• _AIM OF THE TASK_:
Retype each line exactly. Skip images.

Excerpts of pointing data
□ □ □

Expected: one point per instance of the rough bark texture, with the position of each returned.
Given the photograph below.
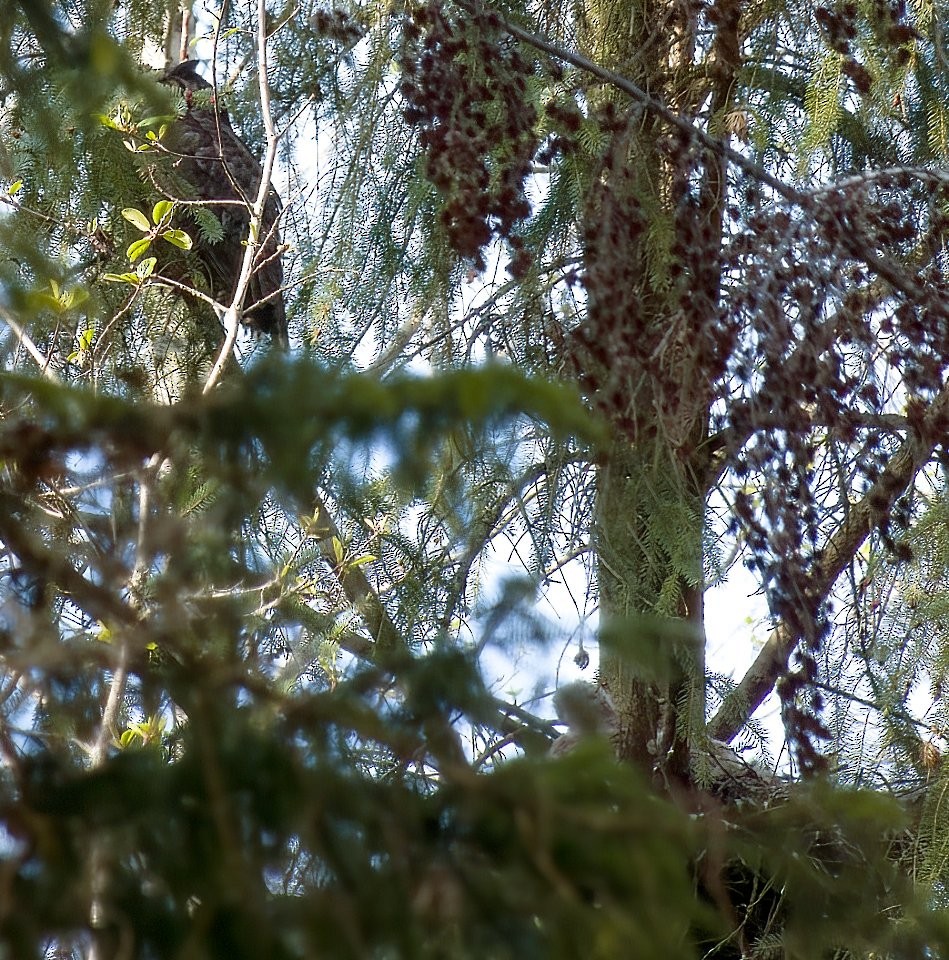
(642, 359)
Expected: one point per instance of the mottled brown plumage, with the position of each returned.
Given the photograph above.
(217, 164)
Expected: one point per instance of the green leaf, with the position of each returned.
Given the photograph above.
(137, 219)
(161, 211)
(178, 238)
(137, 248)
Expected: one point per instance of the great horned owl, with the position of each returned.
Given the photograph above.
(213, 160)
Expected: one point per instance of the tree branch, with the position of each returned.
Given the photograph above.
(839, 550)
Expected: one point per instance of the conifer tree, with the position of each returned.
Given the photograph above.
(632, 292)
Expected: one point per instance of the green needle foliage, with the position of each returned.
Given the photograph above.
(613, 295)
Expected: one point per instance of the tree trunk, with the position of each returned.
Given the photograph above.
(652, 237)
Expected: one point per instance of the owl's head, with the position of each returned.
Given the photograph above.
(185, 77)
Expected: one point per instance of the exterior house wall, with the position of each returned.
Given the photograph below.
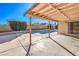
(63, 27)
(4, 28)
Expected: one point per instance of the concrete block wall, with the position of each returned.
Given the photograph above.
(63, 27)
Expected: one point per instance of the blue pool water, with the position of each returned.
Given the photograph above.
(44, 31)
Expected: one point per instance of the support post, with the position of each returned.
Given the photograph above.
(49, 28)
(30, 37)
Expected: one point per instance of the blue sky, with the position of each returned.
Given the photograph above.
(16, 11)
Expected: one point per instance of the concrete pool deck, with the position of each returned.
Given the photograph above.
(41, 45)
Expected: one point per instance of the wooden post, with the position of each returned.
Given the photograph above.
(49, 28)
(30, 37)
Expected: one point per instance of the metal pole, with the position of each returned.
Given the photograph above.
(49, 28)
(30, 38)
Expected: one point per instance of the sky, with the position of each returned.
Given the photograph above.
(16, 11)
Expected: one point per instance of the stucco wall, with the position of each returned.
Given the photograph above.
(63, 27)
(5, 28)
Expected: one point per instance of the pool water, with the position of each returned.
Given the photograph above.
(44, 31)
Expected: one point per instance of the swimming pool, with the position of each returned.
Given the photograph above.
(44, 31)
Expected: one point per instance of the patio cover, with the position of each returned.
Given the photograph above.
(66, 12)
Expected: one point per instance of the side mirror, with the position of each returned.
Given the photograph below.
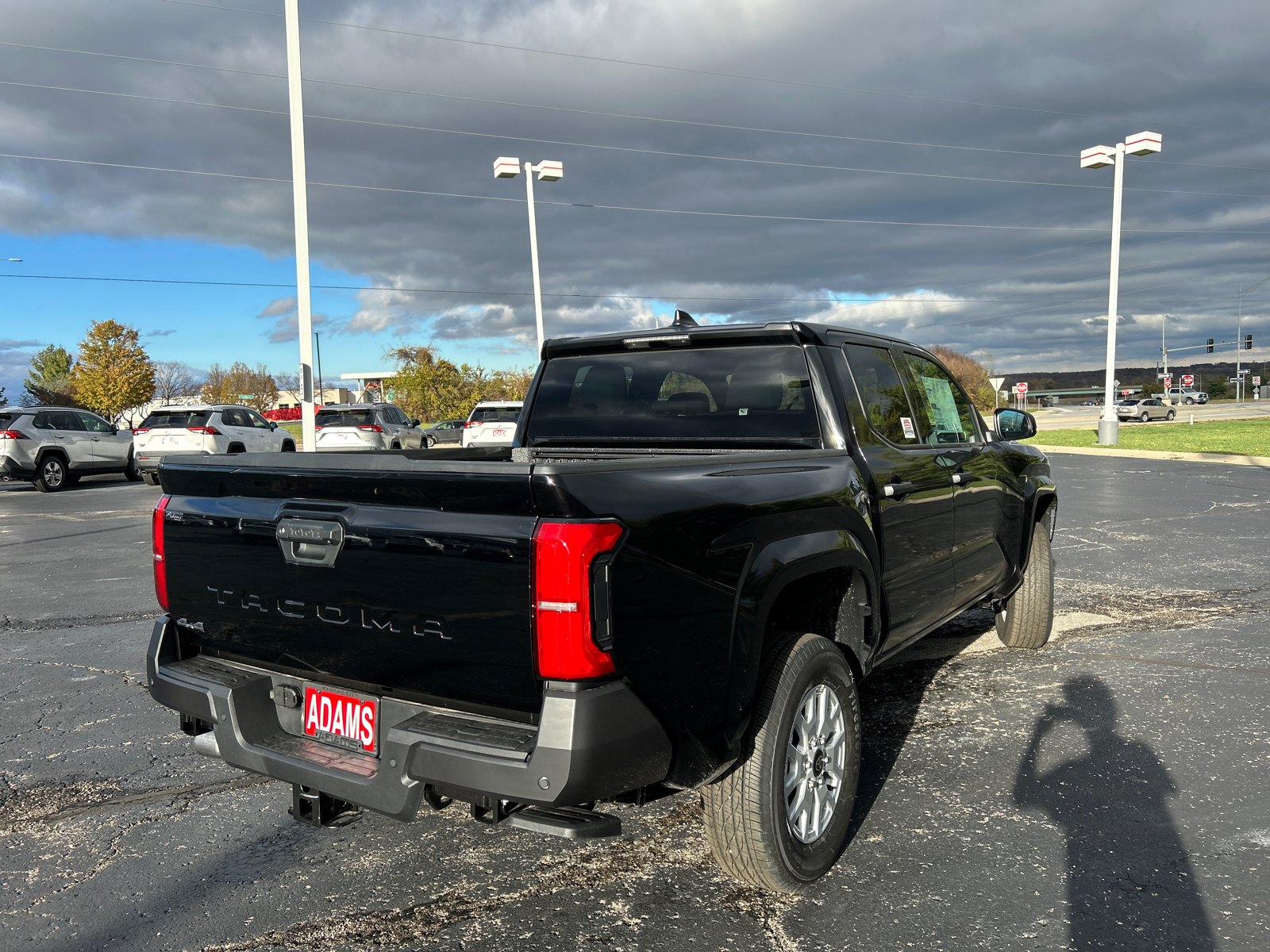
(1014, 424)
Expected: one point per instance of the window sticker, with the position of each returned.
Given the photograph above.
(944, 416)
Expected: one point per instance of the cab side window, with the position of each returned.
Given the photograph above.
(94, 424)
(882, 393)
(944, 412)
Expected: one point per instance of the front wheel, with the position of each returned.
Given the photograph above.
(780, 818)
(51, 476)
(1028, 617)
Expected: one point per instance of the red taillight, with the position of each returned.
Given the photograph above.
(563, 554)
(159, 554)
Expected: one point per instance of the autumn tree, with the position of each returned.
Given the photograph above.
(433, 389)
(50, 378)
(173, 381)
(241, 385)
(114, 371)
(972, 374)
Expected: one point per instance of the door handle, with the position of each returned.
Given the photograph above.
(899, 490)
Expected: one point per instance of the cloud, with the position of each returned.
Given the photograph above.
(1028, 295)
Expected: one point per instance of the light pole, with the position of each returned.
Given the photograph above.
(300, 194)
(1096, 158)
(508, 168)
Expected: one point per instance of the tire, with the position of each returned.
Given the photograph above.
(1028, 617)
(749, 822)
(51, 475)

□ □ □

• _THE REPLY_:
Expected: one point per instance of the rough bark texture, with the position of each returned.
Given the photograph below.
(642, 359)
Expected: one point per instance of the mottled brown plumage, with the position of each returned.
Given the photograph above.
(217, 164)
Expected: one point per instance of the green leaf, with the position of each returned.
Given the photograph above.
(137, 219)
(161, 211)
(178, 238)
(137, 248)
Expected: one point per instance of the great horned owl, with the position of each returned.
Given the photograph above.
(213, 160)
Expected: one point per instance of the tree branch, with the position of each returned.
Given the photograph above.
(839, 550)
Expected: one point per instance of the conifer tree, with the position of each returned.
Given the photograph above.
(632, 292)
Expected: one point per instance of the green needle foliage, with the position of each returned.
Given the photograph above.
(613, 295)
Expected: one point per instance of the tree trunk, with the position of each returned.
Given the photograph above.
(652, 237)
Expected: one point per instance of the owl's head, with the position of each returned.
Given the photograph above.
(185, 77)
Expected: one point per instance of the exterior house wall, with the position of each returned.
Given the photograph below.
(63, 27)
(4, 28)
Expected: one point per instance of the concrete block wall, with the position of each returned.
Given the photograph above.
(63, 27)
Expected: one point per instance of the blue pool water, with the position of each returned.
Given the photograph above.
(44, 31)
Expected: one point per instance of the support post, with the position of each returned.
Given the photograph above.
(49, 28)
(30, 37)
Expected: one point per instance of the blue sky, with the position of each returned.
Given the photograph above.
(16, 11)
Expected: one point per instance of the concrete pool deck, with the position of each returned.
Given the photograph above.
(41, 45)
Expected: one point per instance of the wooden post, with the position of each returned.
Given the photograph above.
(49, 28)
(30, 37)
Expected: one point per instance of the metal pole, with the position of each returned.
Given the photograph above.
(49, 28)
(30, 38)
Expected: one point per instance of the sky, with the position of each returned.
Given the photograph above.
(16, 11)
Expected: one point per instance of the stucco wall, with the position of each returned.
Given the photograph above.
(63, 27)
(5, 28)
Expected: one point per instance of the pool water, with the position of each returned.
Given the photograph above.
(44, 31)
Expected: one point per instance of the swimming pool, with the position of each returned.
Given the photograph above.
(44, 31)
Expected: one point per instance of the patio cover, with the position of each returned.
Given the photograph above.
(66, 12)
Expected: one point per instance of the side mirror, with the position of each returned.
Given the photograph below.
(1014, 424)
Expected: one point per instance of the window sticker, with the position of each returned.
Given the photograph above.
(944, 416)
Expected: one point per instance of the cab side window, with the position of each returned.
Given the photograph above.
(94, 424)
(882, 393)
(944, 412)
Expected: one point per instance of the front wheel, with the position of each returned.
Given the photograph above.
(780, 818)
(51, 476)
(1028, 617)
Expected: one point per instance of the red taillight, with the position of each returned.
Given the photograph above.
(563, 554)
(159, 554)
Expected: one point per instance of the autumn tree, with the position of each returned.
Given the photograph above.
(433, 389)
(50, 378)
(173, 381)
(241, 385)
(114, 371)
(972, 374)
Expected: one point per instance of the door handle, with the position of each returned.
Given the photograph above.
(899, 490)
Expected: one point per instance of the cloud, with the position of each returned.
Given the photograph above.
(1028, 295)
Expected: one point per instance of the light pole, with the position of each returned.
Given the photograph above.
(300, 194)
(1096, 158)
(508, 168)
Expected: one point per instance of the tire, with the position of each returned.
Given the photograph above.
(1028, 617)
(749, 822)
(51, 475)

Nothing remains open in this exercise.